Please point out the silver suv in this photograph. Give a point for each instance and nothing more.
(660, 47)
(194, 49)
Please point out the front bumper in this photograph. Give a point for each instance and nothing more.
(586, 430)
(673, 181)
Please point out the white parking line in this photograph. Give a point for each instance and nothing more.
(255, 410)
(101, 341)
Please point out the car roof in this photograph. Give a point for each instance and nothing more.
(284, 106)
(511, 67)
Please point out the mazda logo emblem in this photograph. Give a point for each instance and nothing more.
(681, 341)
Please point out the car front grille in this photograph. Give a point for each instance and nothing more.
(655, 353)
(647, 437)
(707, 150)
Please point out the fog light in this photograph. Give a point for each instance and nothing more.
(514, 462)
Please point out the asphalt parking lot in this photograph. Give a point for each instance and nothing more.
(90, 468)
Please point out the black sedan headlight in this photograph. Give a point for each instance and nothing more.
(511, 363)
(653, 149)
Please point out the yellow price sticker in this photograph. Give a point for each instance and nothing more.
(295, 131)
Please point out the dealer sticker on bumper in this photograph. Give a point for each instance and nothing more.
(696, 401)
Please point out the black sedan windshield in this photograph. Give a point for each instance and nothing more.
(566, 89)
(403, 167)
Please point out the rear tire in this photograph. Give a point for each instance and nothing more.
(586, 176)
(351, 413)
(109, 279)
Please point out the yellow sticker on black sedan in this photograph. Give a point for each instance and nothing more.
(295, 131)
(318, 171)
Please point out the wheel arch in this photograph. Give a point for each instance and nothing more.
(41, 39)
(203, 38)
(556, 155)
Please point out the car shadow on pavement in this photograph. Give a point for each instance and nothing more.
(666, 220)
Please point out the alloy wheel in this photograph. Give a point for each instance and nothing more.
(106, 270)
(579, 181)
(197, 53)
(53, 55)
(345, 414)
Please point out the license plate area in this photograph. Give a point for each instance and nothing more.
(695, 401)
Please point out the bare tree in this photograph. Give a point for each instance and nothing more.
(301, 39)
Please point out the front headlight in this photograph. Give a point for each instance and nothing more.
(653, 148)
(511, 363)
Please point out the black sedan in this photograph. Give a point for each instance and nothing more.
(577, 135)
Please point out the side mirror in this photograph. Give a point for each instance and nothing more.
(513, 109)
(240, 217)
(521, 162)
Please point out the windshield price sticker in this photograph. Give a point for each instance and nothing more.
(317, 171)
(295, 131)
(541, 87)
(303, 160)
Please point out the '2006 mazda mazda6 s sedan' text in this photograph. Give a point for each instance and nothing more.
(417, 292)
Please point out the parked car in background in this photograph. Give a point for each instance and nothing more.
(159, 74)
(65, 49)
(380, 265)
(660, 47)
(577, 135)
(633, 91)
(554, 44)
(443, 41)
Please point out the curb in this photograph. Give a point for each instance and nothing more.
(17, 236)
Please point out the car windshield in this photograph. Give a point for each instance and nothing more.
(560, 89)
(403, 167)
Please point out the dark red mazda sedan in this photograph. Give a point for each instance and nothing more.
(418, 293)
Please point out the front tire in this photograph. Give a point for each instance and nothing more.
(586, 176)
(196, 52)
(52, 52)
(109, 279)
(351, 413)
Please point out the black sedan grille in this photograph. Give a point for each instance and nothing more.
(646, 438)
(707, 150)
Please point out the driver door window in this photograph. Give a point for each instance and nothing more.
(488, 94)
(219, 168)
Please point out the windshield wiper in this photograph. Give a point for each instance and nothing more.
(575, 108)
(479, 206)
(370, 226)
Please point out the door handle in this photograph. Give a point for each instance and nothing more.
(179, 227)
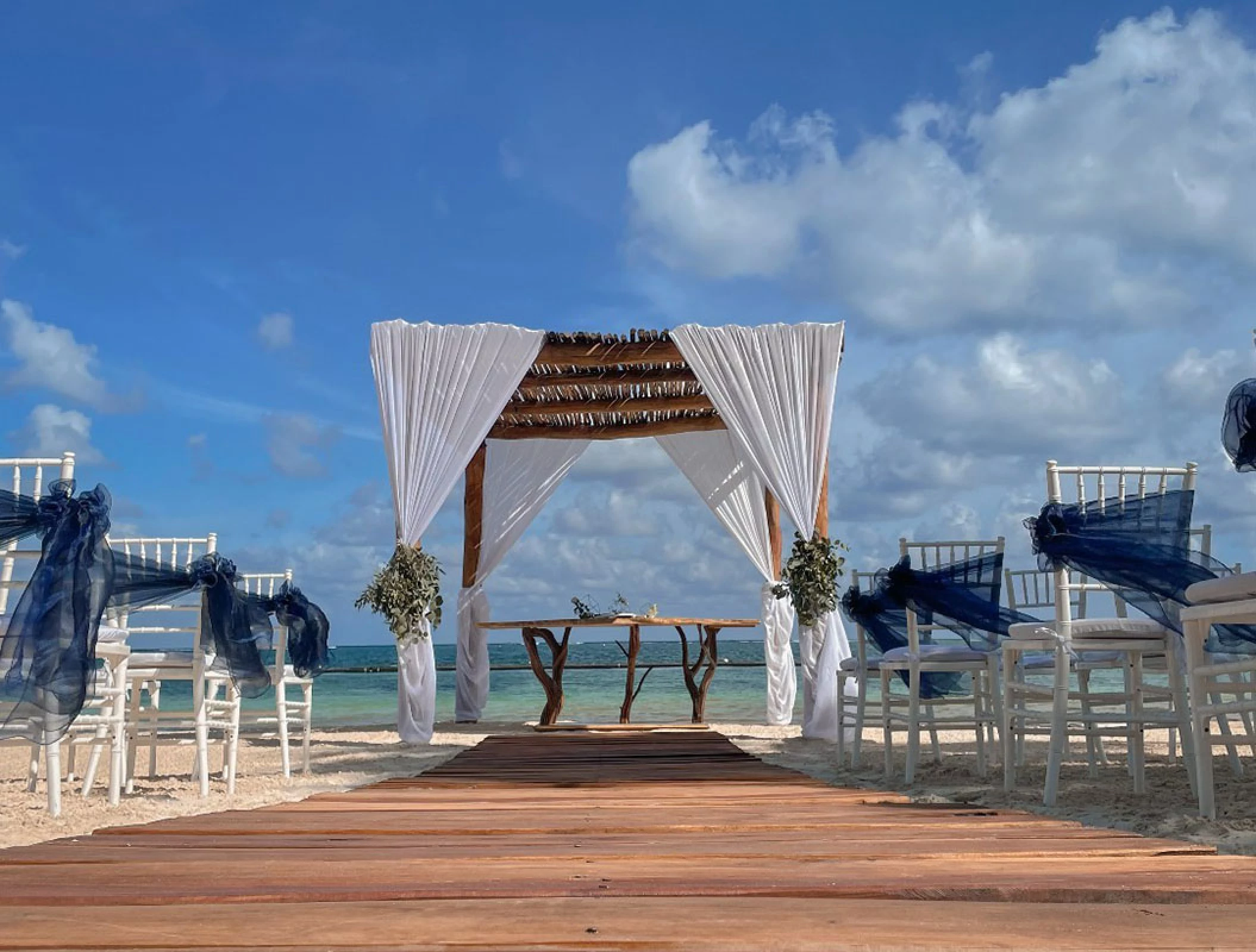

______

GIVEN INSTRUCTION:
Report every line of the entries above that contains the string "mazda", matching case exactly.

SOLUTION:
Please point out the mazda logo emblem in this photograph. Give a point for each instance and nothing more.
Please point out the '2006 mazda mazda6 s sedan' text in this photograph. Give a point for each instance and nothing more.
Please point out the dark red mazda sedan in this photograph. Give a point for each instance and nothing more.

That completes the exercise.